**PROBLEM REQUIREMENTS**
Print the range of lines that opens with the line containing "Objective — one point on each instance of the clear" and closes with the last line of the listing. Include both ends; print nothing more.
- - -
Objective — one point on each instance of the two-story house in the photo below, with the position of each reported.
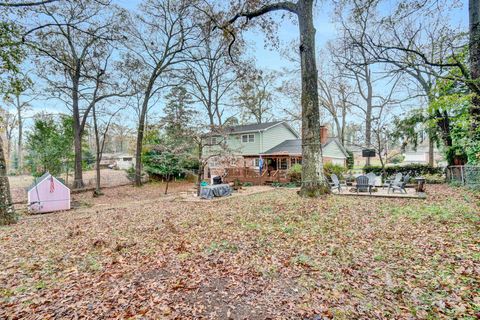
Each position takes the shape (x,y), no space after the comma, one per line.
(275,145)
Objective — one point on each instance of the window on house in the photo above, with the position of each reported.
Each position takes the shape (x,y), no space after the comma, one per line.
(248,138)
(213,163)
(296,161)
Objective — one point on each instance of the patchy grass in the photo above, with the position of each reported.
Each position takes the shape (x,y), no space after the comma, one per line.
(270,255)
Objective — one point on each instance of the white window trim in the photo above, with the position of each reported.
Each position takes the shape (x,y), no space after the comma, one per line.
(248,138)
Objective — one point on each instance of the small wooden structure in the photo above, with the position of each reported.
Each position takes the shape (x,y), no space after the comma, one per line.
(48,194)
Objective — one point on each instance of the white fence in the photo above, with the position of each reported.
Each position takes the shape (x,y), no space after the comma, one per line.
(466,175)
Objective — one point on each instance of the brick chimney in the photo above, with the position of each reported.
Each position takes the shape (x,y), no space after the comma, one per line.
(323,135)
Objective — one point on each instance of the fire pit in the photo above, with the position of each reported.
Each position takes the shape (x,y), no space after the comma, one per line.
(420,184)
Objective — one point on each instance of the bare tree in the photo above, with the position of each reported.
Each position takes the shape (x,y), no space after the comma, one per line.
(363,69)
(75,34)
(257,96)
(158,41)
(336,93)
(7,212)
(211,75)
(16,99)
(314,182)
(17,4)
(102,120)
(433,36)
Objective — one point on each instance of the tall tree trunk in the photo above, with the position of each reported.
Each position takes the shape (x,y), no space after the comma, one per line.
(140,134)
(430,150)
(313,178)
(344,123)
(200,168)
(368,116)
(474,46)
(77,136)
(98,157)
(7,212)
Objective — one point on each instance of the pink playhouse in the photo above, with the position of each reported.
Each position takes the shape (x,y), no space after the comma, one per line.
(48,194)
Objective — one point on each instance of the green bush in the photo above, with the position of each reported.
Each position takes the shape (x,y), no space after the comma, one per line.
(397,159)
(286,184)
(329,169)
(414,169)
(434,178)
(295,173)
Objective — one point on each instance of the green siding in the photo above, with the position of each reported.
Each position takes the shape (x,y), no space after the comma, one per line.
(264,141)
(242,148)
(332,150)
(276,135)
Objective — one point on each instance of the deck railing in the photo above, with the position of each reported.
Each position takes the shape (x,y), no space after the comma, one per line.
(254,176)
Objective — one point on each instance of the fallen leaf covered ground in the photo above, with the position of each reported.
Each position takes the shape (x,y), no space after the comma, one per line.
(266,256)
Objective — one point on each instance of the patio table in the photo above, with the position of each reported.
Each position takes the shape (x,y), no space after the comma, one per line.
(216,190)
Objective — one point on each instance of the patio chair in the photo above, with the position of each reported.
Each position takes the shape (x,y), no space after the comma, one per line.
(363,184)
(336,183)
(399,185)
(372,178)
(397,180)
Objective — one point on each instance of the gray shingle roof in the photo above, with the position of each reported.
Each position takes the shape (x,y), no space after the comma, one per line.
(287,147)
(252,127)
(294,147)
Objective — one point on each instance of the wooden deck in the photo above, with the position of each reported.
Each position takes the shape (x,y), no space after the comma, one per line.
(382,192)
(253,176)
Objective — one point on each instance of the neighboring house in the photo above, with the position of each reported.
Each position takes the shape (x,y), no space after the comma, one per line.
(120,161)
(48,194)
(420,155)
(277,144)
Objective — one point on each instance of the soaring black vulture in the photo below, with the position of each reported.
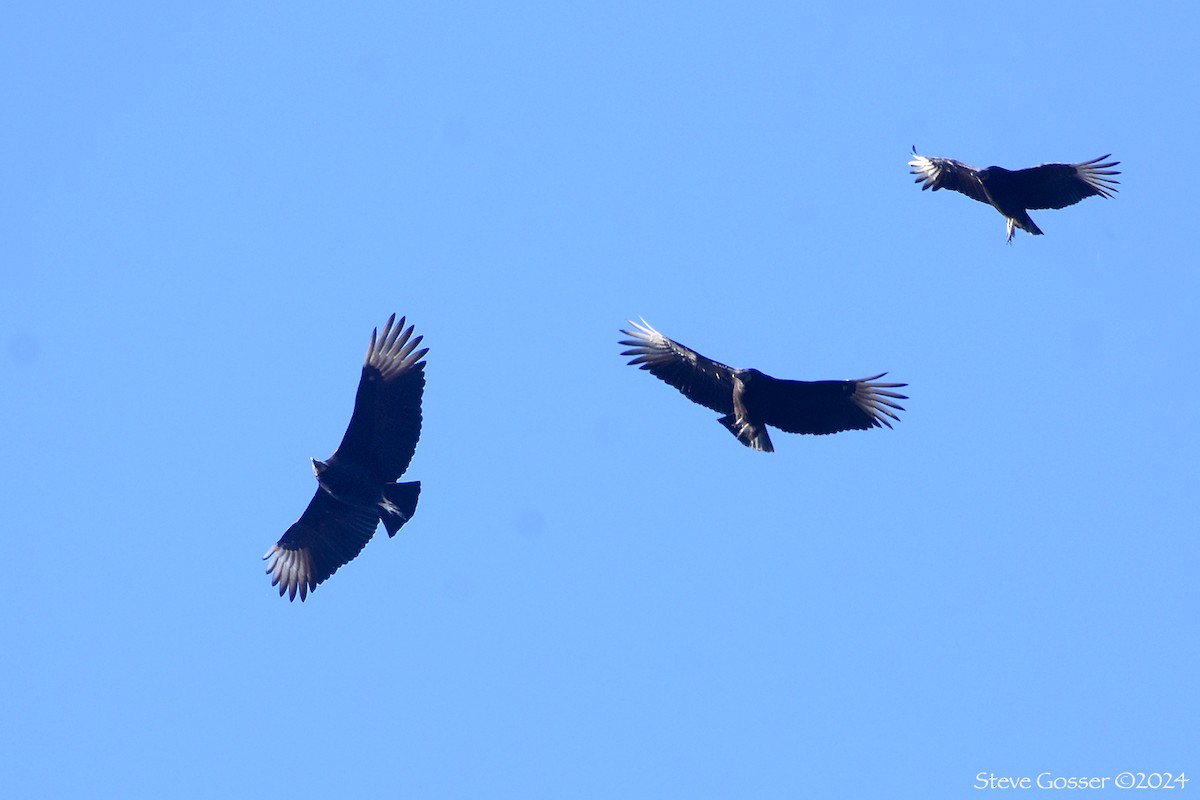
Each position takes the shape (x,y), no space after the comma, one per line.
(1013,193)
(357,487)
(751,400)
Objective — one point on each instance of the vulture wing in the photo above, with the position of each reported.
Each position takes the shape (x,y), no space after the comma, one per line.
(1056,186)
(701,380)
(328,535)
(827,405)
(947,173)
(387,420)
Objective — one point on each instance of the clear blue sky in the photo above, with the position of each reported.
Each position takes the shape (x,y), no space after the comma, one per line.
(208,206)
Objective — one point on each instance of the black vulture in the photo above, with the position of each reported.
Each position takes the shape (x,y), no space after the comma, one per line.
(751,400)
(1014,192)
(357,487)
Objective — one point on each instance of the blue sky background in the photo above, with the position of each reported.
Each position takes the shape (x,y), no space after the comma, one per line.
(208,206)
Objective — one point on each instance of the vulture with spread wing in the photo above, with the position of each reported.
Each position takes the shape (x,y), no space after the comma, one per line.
- - -
**SOLUTION FOR THIS PROBLEM**
Objective — one point on each instance of the clear blue sky in the photo above, with the position of each reported.
Each position takes the shape (x,y), no space after the comma, one per line.
(208,206)
Objective — one point on each instance of the black vulture in the photo above, with the position of each reported.
Each position takes the shape (x,y), no space after the comma, one per line.
(751,400)
(1014,192)
(357,487)
Objective — one point on each instance of the blue sky background in the photo above, with the position of each reported.
Each position takes the shape (x,y), no space after the comma, one per line.
(208,206)
Objective — one point on each instance of the vulture with spread wing in the photo above, with the position of each reported.
Each position takes the shape (x,y), no space after the comma, one per line.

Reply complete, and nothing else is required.